* _What you should do_
Look through the listing below for the string "drumstick". Show each line where it occurs.

* _Study material_

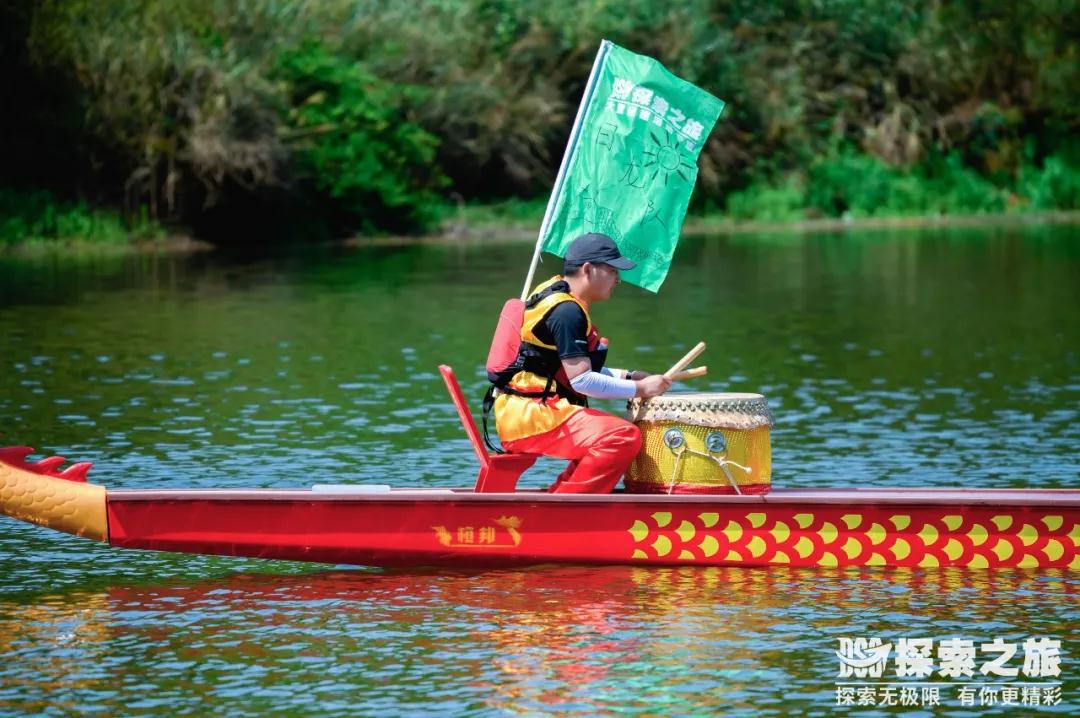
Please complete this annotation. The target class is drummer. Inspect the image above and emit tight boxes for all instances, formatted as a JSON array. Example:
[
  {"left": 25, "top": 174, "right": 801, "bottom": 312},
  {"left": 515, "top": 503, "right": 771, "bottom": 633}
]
[{"left": 490, "top": 233, "right": 672, "bottom": 493}]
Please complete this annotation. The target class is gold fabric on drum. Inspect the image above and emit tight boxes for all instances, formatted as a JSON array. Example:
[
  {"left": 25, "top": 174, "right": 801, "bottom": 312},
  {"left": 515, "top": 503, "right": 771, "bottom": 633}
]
[{"left": 624, "top": 393, "right": 774, "bottom": 494}]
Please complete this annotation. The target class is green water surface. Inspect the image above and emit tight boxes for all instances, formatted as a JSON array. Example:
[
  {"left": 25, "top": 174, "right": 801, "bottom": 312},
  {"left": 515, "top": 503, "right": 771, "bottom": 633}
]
[{"left": 0, "top": 225, "right": 1077, "bottom": 716}]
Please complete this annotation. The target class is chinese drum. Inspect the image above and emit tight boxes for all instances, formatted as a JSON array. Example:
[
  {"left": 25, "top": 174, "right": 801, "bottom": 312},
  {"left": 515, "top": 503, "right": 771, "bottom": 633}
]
[{"left": 624, "top": 393, "right": 774, "bottom": 495}]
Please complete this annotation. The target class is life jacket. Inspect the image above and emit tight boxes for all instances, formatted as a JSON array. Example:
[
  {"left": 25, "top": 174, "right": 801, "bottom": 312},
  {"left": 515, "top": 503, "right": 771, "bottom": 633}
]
[
  {"left": 484, "top": 276, "right": 608, "bottom": 446},
  {"left": 485, "top": 298, "right": 525, "bottom": 380}
]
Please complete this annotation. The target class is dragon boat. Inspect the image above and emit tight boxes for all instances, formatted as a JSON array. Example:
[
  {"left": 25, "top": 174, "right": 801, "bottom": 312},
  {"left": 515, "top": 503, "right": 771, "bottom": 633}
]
[{"left": 3, "top": 366, "right": 1078, "bottom": 571}]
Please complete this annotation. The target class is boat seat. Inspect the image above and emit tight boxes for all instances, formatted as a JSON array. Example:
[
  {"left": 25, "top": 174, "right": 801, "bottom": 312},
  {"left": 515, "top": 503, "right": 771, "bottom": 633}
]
[{"left": 438, "top": 364, "right": 537, "bottom": 493}]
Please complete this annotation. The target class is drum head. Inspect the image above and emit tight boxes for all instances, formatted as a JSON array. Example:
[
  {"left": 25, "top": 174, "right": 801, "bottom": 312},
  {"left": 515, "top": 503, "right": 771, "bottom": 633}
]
[{"left": 626, "top": 392, "right": 774, "bottom": 430}]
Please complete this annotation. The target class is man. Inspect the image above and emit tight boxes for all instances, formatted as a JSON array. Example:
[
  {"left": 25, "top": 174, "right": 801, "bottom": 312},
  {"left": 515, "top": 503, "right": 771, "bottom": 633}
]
[{"left": 490, "top": 232, "right": 671, "bottom": 493}]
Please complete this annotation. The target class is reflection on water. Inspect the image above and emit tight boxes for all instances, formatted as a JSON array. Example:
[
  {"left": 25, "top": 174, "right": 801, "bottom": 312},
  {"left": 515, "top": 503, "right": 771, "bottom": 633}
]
[
  {"left": 1, "top": 224, "right": 1078, "bottom": 714},
  {"left": 1, "top": 567, "right": 1076, "bottom": 716}
]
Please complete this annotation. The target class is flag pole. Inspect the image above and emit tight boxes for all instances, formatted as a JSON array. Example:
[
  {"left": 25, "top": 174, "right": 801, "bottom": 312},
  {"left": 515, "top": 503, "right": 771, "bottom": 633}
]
[{"left": 520, "top": 40, "right": 612, "bottom": 301}]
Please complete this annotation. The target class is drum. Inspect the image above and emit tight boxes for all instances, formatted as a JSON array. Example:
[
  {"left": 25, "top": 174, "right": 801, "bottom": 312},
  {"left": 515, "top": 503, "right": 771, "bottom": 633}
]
[{"left": 624, "top": 393, "right": 774, "bottom": 495}]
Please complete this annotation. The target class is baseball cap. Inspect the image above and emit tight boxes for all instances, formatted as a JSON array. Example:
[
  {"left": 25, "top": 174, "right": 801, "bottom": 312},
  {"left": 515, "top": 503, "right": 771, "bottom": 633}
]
[{"left": 562, "top": 233, "right": 636, "bottom": 270}]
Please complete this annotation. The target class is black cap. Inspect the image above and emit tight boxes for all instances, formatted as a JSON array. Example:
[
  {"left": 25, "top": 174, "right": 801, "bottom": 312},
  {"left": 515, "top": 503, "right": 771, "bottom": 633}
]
[{"left": 563, "top": 233, "right": 636, "bottom": 270}]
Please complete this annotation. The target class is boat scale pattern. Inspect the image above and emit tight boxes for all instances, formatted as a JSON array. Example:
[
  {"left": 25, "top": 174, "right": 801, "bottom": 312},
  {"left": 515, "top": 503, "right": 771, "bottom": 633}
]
[{"left": 627, "top": 507, "right": 1080, "bottom": 569}]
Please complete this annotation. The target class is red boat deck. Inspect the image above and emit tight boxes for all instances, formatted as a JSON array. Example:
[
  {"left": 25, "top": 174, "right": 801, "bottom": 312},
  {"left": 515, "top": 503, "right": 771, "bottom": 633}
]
[{"left": 107, "top": 486, "right": 1080, "bottom": 506}]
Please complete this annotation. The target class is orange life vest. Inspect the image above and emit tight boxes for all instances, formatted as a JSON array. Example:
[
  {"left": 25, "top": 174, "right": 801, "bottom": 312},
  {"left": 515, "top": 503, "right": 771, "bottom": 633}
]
[{"left": 491, "top": 276, "right": 607, "bottom": 443}]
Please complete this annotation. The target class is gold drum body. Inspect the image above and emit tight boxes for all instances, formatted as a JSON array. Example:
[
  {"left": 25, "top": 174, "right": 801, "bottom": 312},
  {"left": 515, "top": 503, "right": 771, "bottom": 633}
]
[{"left": 624, "top": 392, "right": 774, "bottom": 495}]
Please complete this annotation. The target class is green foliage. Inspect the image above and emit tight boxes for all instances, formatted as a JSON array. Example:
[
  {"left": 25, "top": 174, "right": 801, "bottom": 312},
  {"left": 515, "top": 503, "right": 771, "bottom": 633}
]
[
  {"left": 439, "top": 197, "right": 548, "bottom": 232},
  {"left": 725, "top": 178, "right": 807, "bottom": 222},
  {"left": 0, "top": 189, "right": 160, "bottom": 245},
  {"left": 276, "top": 44, "right": 445, "bottom": 232},
  {"left": 806, "top": 149, "right": 1008, "bottom": 217},
  {"left": 26, "top": 0, "right": 298, "bottom": 220},
  {"left": 338, "top": 0, "right": 1079, "bottom": 204},
  {"left": 725, "top": 147, "right": 1080, "bottom": 221},
  {"left": 1018, "top": 154, "right": 1080, "bottom": 211},
  {"left": 3, "top": 0, "right": 1078, "bottom": 242}
]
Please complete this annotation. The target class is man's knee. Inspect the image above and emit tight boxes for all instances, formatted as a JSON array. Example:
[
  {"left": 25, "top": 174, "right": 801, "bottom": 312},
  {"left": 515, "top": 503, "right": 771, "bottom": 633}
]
[{"left": 606, "top": 420, "right": 641, "bottom": 454}]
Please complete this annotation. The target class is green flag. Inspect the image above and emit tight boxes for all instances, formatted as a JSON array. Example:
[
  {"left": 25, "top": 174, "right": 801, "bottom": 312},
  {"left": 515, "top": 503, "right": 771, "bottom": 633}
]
[{"left": 539, "top": 41, "right": 725, "bottom": 292}]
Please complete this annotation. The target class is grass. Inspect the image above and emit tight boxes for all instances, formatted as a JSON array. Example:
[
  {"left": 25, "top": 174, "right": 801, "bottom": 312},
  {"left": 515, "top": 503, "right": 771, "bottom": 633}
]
[
  {"left": 436, "top": 197, "right": 550, "bottom": 234},
  {"left": 0, "top": 189, "right": 163, "bottom": 246},
  {"left": 439, "top": 150, "right": 1080, "bottom": 235}
]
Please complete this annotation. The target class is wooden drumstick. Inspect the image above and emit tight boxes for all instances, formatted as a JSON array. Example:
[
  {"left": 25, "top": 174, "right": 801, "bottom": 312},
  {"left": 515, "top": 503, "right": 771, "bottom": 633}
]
[
  {"left": 664, "top": 341, "right": 706, "bottom": 379},
  {"left": 669, "top": 366, "right": 707, "bottom": 382}
]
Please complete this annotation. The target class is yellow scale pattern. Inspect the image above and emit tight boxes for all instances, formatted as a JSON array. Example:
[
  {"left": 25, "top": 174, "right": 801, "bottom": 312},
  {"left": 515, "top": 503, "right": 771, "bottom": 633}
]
[
  {"left": 0, "top": 462, "right": 107, "bottom": 541},
  {"left": 628, "top": 508, "right": 1080, "bottom": 570}
]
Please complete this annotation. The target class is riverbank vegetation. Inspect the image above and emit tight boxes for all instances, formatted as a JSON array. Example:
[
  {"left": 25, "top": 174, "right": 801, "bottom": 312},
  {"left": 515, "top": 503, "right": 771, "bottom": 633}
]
[
  {"left": 0, "top": 189, "right": 161, "bottom": 245},
  {"left": 2, "top": 0, "right": 1077, "bottom": 244}
]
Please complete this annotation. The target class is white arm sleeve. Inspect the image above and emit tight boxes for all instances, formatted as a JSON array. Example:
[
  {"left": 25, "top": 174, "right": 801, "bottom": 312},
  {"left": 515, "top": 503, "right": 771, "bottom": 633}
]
[
  {"left": 570, "top": 370, "right": 637, "bottom": 400},
  {"left": 600, "top": 367, "right": 629, "bottom": 379}
]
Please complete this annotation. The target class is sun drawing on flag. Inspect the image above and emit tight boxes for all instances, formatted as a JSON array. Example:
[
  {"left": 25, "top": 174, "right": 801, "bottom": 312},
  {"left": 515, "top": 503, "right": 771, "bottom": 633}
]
[{"left": 642, "top": 130, "right": 695, "bottom": 185}]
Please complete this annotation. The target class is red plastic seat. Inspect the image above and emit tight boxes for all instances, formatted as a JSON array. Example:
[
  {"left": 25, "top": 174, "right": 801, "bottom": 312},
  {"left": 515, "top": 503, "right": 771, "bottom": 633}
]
[{"left": 438, "top": 364, "right": 537, "bottom": 493}]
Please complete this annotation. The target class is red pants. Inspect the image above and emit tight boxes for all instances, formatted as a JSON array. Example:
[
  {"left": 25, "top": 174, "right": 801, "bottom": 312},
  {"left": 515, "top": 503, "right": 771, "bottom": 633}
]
[{"left": 503, "top": 408, "right": 642, "bottom": 494}]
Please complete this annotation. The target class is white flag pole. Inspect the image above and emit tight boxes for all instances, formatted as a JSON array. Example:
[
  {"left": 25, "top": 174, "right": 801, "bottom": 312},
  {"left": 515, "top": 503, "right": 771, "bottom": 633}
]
[{"left": 519, "top": 40, "right": 612, "bottom": 301}]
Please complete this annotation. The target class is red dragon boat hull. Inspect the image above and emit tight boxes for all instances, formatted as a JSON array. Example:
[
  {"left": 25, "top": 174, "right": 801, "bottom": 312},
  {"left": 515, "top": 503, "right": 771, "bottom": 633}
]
[
  {"left": 2, "top": 447, "right": 1078, "bottom": 570},
  {"left": 106, "top": 487, "right": 1080, "bottom": 570}
]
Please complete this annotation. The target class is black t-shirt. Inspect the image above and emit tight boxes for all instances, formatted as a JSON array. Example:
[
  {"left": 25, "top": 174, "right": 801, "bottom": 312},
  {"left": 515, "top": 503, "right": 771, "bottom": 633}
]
[{"left": 532, "top": 301, "right": 590, "bottom": 359}]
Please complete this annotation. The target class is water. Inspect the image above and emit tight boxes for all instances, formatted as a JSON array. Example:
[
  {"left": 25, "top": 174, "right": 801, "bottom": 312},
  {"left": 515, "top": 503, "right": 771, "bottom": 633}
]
[{"left": 1, "top": 225, "right": 1078, "bottom": 715}]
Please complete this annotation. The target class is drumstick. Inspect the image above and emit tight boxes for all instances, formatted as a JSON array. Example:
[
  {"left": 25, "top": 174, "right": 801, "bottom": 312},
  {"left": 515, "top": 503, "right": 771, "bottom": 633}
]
[
  {"left": 663, "top": 341, "right": 706, "bottom": 379},
  {"left": 669, "top": 366, "right": 707, "bottom": 382}
]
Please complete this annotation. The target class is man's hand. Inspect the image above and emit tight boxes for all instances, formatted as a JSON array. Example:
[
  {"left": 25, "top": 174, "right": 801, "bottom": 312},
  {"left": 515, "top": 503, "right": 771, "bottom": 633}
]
[{"left": 635, "top": 374, "right": 672, "bottom": 398}]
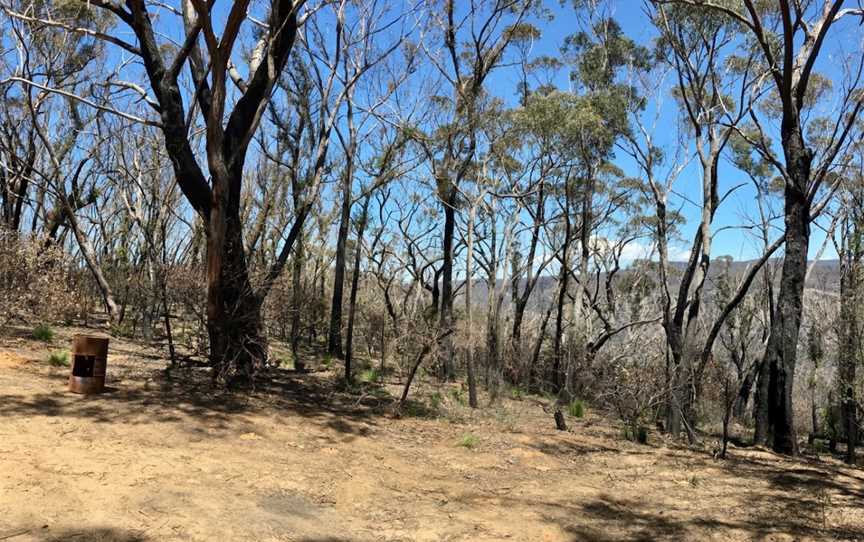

* _Output_
Please complete this annotation. The target class is wooden drumstick. Inspect the image above and emit tight boxes for all instances, formatted as a JSON array. Example:
Please complete this annotation. The target class is drumstick. Inspect the image above and emit tight boxes for all instances, formatted as a JSON array. Example:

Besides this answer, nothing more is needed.